TO DO:
Print every line of the data exactly as shown.

DATA IN THIS EXERCISE:
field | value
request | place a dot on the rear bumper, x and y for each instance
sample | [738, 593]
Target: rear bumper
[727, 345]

EXERCISE RESPONSE:
field | value
request | place a dot on the rear bumper, x and y for each instance
sample | [738, 593]
Target: rear bumper
[727, 345]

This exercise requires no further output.